Stated task:
Swap "glove" for "mitten" throughout the records, changing nothing else, and leave the pictures out of your answer.

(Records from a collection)

--- --- ---

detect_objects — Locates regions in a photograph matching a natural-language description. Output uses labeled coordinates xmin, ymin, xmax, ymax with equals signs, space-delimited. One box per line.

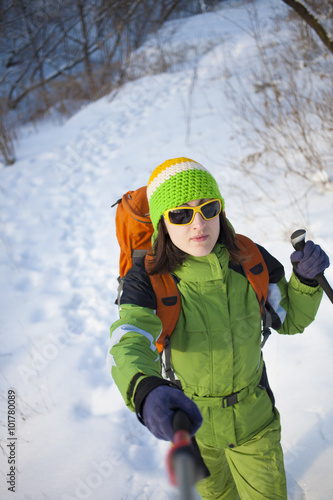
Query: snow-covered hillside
xmin=0 ymin=1 xmax=333 ymax=500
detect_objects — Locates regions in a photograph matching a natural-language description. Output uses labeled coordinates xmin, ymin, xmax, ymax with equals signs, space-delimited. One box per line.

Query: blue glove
xmin=142 ymin=385 xmax=202 ymax=441
xmin=290 ymin=240 xmax=330 ymax=280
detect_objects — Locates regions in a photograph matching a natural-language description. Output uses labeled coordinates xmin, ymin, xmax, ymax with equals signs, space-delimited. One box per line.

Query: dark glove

--- --- ---

Output of the exercise:
detect_objects — Locates regions in a photograph matching a natural-language description. Output uses labeled coordinates xmin, ymin, xmax, ymax with equals signs, space-delimited. One box per line.

Query: snow-covered hillside
xmin=0 ymin=1 xmax=333 ymax=500
detect_objects — Locates regions in a photograph matching a natural-language description. Output uses labeled coordinates xmin, ymin, xmax, ymax with equals signs, space-delimited. One box per line.

Query: blue mitten
xmin=142 ymin=385 xmax=202 ymax=441
xmin=290 ymin=240 xmax=330 ymax=280
detect_objects — Locates regions in a photograph matching a natural-language description. Output uses labeled coordinates xmin, ymin, xmax, ymax with equals signs, space-delimited. One box per line.

Query: dark mitten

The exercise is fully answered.